[Records from an annotation dataset]
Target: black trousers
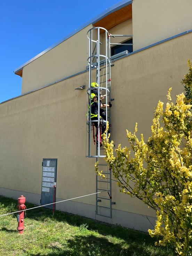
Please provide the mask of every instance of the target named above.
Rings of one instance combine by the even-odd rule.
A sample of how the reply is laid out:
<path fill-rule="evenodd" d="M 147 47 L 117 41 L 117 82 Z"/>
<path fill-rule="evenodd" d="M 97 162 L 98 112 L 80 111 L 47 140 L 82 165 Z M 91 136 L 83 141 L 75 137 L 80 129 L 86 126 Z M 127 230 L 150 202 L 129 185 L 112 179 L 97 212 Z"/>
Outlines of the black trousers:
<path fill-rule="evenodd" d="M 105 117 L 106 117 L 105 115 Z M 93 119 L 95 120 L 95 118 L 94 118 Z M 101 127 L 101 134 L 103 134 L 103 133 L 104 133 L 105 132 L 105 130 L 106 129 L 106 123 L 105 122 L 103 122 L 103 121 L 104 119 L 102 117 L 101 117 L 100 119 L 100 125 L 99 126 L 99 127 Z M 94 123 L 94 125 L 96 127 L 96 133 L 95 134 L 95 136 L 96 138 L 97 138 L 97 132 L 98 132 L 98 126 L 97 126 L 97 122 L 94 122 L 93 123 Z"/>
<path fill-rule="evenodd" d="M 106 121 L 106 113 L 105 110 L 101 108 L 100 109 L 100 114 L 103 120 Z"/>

- What to do: Can you edit the data above so that each "black trousers" reads "dark pants" while the rest stays the same? Omit the pictures from your answer.

- Finished task:
Target: dark pants
Please provide the mask of every instance of the target named above.
Rings of one instance combine by the even-odd rule.
A sample of how the reply is laid out:
<path fill-rule="evenodd" d="M 147 47 L 117 41 L 117 82 Z"/>
<path fill-rule="evenodd" d="M 97 162 L 98 112 L 80 111 L 47 140 L 82 165 Z M 91 136 L 83 141 L 75 137 L 80 129 L 86 126 Z M 127 230 L 150 202 L 129 185 L 112 179 L 97 212 Z"/>
Outlines of the dark pants:
<path fill-rule="evenodd" d="M 105 117 L 106 117 L 105 115 Z M 93 119 L 95 120 L 95 118 L 94 118 Z M 101 127 L 101 134 L 103 134 L 103 133 L 104 133 L 105 132 L 105 130 L 106 129 L 106 123 L 105 122 L 103 122 L 103 121 L 104 119 L 102 117 L 101 117 L 100 119 L 100 125 L 99 126 L 99 127 Z M 94 123 L 94 125 L 96 127 L 96 133 L 95 134 L 95 136 L 96 138 L 97 138 L 97 132 L 98 132 L 98 126 L 97 126 L 97 122 L 94 122 L 93 123 Z"/>
<path fill-rule="evenodd" d="M 106 121 L 106 113 L 105 110 L 101 108 L 100 109 L 100 114 L 103 120 Z"/>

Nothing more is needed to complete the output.